BEGIN

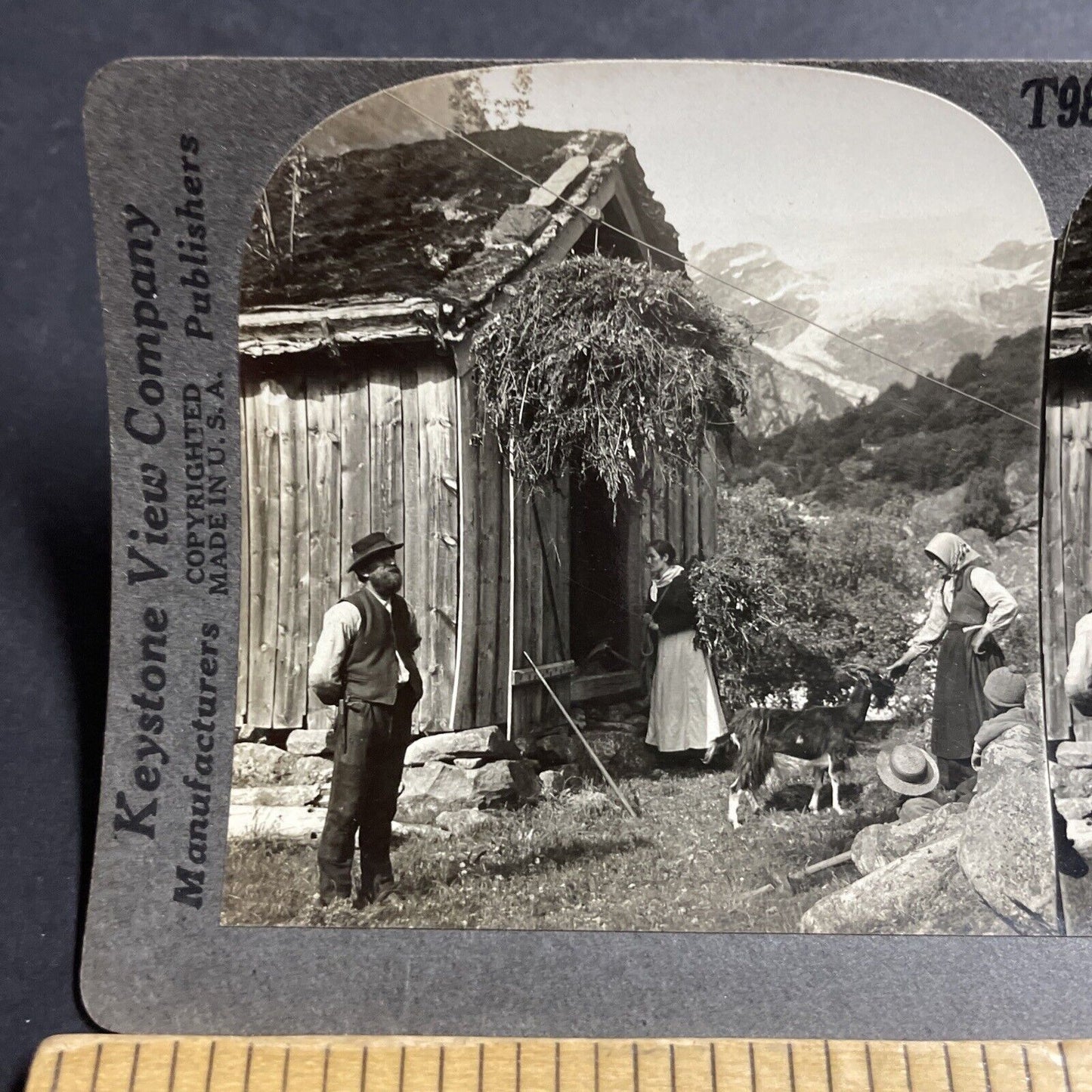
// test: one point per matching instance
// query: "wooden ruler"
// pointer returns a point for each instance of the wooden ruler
(391, 1064)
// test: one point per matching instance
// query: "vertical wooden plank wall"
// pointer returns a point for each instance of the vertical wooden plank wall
(438, 503)
(264, 474)
(385, 392)
(323, 483)
(684, 512)
(243, 657)
(333, 451)
(289, 692)
(355, 472)
(481, 675)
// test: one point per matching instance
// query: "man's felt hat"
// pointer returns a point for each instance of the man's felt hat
(1005, 688)
(908, 769)
(370, 546)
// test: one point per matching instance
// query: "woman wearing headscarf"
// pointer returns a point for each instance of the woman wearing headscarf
(684, 710)
(969, 608)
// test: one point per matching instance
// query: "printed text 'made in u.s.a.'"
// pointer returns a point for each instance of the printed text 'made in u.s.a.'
(206, 515)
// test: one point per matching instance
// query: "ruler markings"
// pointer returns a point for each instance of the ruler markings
(174, 1066)
(94, 1072)
(57, 1072)
(162, 1064)
(212, 1057)
(1065, 1067)
(132, 1068)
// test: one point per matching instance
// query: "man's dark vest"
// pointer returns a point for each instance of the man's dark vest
(372, 670)
(969, 608)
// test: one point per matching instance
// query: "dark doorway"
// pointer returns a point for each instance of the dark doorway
(599, 576)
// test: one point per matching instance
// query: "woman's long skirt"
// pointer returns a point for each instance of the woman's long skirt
(684, 710)
(959, 704)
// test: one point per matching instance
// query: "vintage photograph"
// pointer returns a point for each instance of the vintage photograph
(641, 497)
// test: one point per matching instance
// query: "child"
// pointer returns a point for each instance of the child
(1005, 690)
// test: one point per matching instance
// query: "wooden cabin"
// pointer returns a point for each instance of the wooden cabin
(363, 282)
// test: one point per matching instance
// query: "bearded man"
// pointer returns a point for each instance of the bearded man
(363, 664)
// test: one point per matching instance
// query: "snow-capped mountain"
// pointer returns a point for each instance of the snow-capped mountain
(925, 319)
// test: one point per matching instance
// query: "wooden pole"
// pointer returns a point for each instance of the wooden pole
(819, 866)
(580, 736)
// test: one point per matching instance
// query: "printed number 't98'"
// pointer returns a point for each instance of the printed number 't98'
(1075, 102)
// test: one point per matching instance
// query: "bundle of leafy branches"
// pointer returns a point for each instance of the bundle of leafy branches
(600, 366)
(738, 608)
(851, 586)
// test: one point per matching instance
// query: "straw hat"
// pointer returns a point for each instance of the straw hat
(1005, 688)
(908, 770)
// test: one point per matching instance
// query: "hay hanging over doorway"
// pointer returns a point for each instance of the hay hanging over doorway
(598, 363)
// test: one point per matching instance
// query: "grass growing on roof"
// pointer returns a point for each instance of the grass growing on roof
(601, 365)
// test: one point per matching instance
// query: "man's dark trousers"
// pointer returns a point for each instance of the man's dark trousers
(370, 749)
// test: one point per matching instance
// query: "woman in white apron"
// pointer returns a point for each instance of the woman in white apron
(685, 710)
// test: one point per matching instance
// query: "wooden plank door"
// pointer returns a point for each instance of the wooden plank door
(333, 450)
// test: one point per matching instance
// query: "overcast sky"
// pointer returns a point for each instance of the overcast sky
(832, 171)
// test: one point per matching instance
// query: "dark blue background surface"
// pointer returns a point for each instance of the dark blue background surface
(54, 451)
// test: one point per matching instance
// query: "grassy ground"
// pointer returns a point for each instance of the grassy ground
(580, 863)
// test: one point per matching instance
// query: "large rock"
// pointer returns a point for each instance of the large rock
(621, 753)
(255, 765)
(1070, 783)
(923, 892)
(554, 782)
(1007, 846)
(1075, 753)
(878, 846)
(308, 741)
(439, 787)
(552, 748)
(472, 743)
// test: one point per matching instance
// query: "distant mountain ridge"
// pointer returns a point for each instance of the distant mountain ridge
(803, 372)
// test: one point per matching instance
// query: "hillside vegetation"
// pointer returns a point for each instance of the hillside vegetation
(911, 439)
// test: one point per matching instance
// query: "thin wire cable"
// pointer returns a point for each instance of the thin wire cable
(691, 265)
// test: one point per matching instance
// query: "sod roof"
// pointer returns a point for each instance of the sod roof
(435, 220)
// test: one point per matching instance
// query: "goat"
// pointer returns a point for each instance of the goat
(820, 735)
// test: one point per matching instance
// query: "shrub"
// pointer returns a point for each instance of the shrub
(988, 503)
(849, 583)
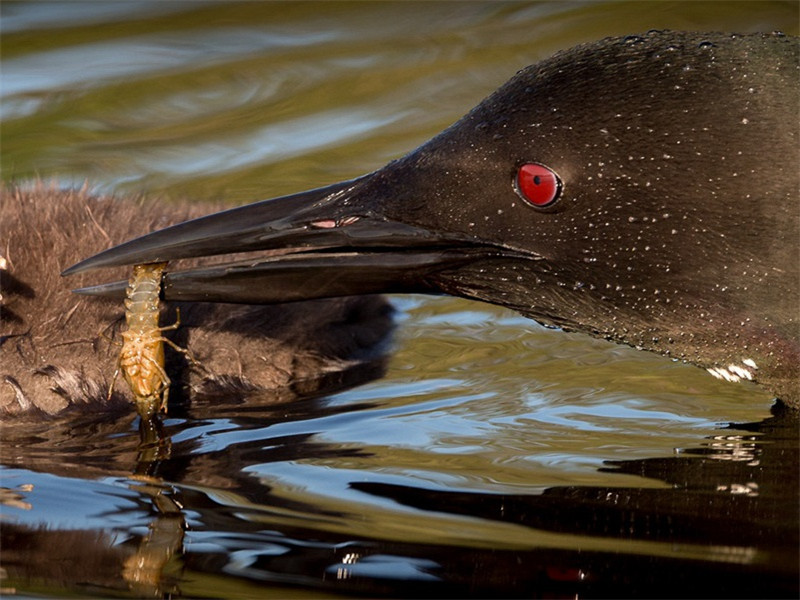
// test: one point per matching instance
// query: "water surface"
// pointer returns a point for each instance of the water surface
(492, 457)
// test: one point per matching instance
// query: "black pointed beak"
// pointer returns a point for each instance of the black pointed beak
(340, 245)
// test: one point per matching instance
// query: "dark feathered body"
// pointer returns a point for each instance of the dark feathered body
(59, 350)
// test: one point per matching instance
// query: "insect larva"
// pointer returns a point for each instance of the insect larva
(141, 359)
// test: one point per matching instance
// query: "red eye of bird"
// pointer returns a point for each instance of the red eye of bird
(537, 185)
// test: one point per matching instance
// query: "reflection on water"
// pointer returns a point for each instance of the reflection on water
(490, 457)
(719, 519)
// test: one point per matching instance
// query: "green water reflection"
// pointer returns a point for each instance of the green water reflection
(245, 100)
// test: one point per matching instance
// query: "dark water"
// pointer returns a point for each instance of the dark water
(491, 457)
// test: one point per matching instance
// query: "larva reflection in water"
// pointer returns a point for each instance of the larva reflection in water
(141, 359)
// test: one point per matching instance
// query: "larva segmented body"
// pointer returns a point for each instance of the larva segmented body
(141, 359)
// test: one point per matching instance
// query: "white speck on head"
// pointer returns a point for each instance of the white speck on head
(740, 372)
(721, 373)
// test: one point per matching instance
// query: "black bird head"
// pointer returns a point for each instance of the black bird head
(641, 189)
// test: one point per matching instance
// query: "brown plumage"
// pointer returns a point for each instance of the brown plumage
(58, 350)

END

Exercise goal:
Reproduce the records, all of them, word for word; omit the pictures.

Solution to this task:
// test: one point per matching instance
// query: "wooden ruler"
// pointer returns a point for each instance of the wooden ruler
(391, 1064)
// test: one point per matching instance
// query: "vertical wooden plank wall"
// pointer returns a point for each instance of the vertical wooden plank wall
(438, 503)
(264, 474)
(385, 392)
(323, 483)
(684, 512)
(243, 657)
(333, 451)
(289, 692)
(355, 472)
(481, 675)
// test: one point per matching instance
// query: "man's felt hat"
// pointer returns a point for each instance of the man's felt hat
(1005, 688)
(908, 769)
(370, 546)
// test: one point per matching instance
// query: "woman wearing headscarf"
// pointer returns a point for each instance of the woman wearing headscarf
(684, 710)
(969, 608)
// test: one point per matching instance
// query: "printed text 'made in u.s.a.'"
// pointer returns a point for each instance of the printed text 'made in u.s.a.'
(206, 515)
// test: one point per matching instance
// query: "ruler markings"
// pointer returns a point for each instance of the ruler markings
(174, 1066)
(94, 1072)
(57, 1072)
(162, 1064)
(212, 1057)
(1065, 1067)
(132, 1068)
// test: one point per matching instance
// query: "man's dark vest"
// pointer returns a point for each instance of the man's dark vest
(372, 670)
(969, 608)
// test: one point per matching instance
// query: "dark doorway"
// pointer returns a point for each instance of the dark doorway
(599, 576)
// test: one point per matching instance
// query: "woman's long skirt"
// pointer returns a point for each instance of the woman's long skirt
(684, 710)
(959, 704)
// test: one point per matching instance
// query: "vintage photograph"
// pointer returns a point for each instance of the vintage photograph
(641, 497)
// test: one point per matching instance
// query: "child"
// pointer returns a point for each instance of the child
(1005, 690)
// test: one point per matching instance
// query: "wooden cabin"
// pointer returns a point for each instance of the wooden cabin
(363, 282)
// test: one point per matching instance
// query: "bearded man"
// pointer returns a point for each instance of the bearded man
(363, 664)
// test: one point per matching instance
// query: "snow-capped mountain"
// pointer returns a point for each instance of the snow-capped mountain
(925, 319)
// test: one point per matching instance
// query: "wooden pole"
// pointer returns a point for each instance of the wooden pole
(819, 866)
(580, 736)
// test: one point per matching instance
// query: "printed number 't98'"
// pointer returns a point for each instance of the printed number 't98'
(1075, 102)
// test: one point per matching instance
// query: "bundle of leafy branches"
// pointer returns a point for each instance of the bundle of leafy branches
(600, 366)
(738, 608)
(851, 586)
// test: one point per matching instance
// query: "straw hat"
// pointer returns a point for each instance of the straw hat
(1005, 688)
(908, 770)
// test: one point per matching instance
// query: "hay hanging over doorway"
// pointer returns a point for each instance of the hay hanging over doorway
(598, 363)
// test: one point per matching instance
// query: "grass growing on roof"
// pointer returns a point for each instance of the grass growing on roof
(601, 365)
// test: one point per matching instance
// query: "man's dark trousers"
// pointer returns a point for each instance of the man's dark trousers
(370, 749)
// test: one point per matching instance
// query: "woman in white apron"
// pointer returns a point for each instance of the woman in white apron
(685, 710)
// test: one point per matching instance
// query: "wooden plank door"
// pointer returns a point for each instance of the wooden plank door
(333, 450)
// test: one point per matching instance
// query: "overcast sky"
// pointer returns a point for each instance of the overcast sky
(832, 171)
// test: one point per matching instance
// query: "dark blue background surface"
// pointer returns a point for each instance of the dark blue background surface
(54, 451)
// test: one point per matching instance
// query: "grassy ground"
// pointer returns a point for each instance of the grassy ground
(580, 863)
// test: one point per matching instance
// query: "large rock"
// pointer returns a point for each instance of the large rock
(621, 753)
(255, 765)
(1070, 783)
(923, 892)
(554, 782)
(1007, 846)
(1075, 753)
(878, 846)
(308, 741)
(439, 787)
(552, 748)
(472, 743)
// test: one point per matching instance
// query: "distant mountain ridge"
// pointer returns a point for each instance of the distant mountain ridge
(803, 372)
// test: one point per matching instance
// query: "hillside vegetation"
// pointer returns a point for each instance of the hillside vegetation
(911, 439)
// test: one point per matching instance
// query: "thin wire cable"
// pointer returns a point for each instance of the thin wire cable
(691, 265)
// test: one point per matching instance
// query: "sod roof"
// pointer returns a point for each instance of the sod roof
(435, 220)
// test: one point per matching instance
// query: "goat"
// pointer returns a point for each instance of the goat
(820, 735)
// test: one point per matching instance
// query: "shrub"
// pointer returns a point for each instance of the shrub
(988, 503)
(849, 583)
// test: one point per matching instance
// query: "water surface"
// pointer returns a point for each instance of the water surface
(492, 457)
// test: one point per matching instance
// query: "black pointed beak"
// pointer returns a point for each instance of the black pointed beak
(340, 245)
// test: one point per matching instance
// query: "dark feathered body"
// pointer returns a point for each instance of the dark feathered body
(59, 350)
// test: one point per matching instance
// query: "insect larva"
// pointer returns a point for each instance of the insect larva
(141, 359)
// test: one point per matching instance
// query: "red eye of bird"
// pointer returns a point for each instance of the red eye of bird
(537, 185)
// test: one point per matching instance
// query: "reflection on water"
// pointer returns a point for each instance of the reflection on water
(490, 457)
(719, 519)
// test: one point per matching instance
// query: "green water reflection"
// pointer returns a point for each instance of the green water reflection
(245, 100)
// test: one point per matching instance
// query: "dark water"
// pointer returns a point for each instance of the dark water
(491, 457)
// test: one point per matching instance
// query: "larva reflection in water"
// pointer returns a point for each instance of the larva reflection in water
(141, 359)
// test: one point per matching instance
// query: "larva segmented body"
// pointer returns a point for each instance of the larva segmented body
(141, 359)
// test: one point per matching instance
// query: "white speck on head"
// pointer returns a point for each instance of the white speck on head
(740, 372)
(721, 373)
// test: one point per matching instance
// query: "black bird head"
// pointer returns a point for each instance of the black bird head
(641, 189)
// test: one point per matching instance
// query: "brown plumage"
// pointer returns a point for each instance of the brown plumage
(58, 350)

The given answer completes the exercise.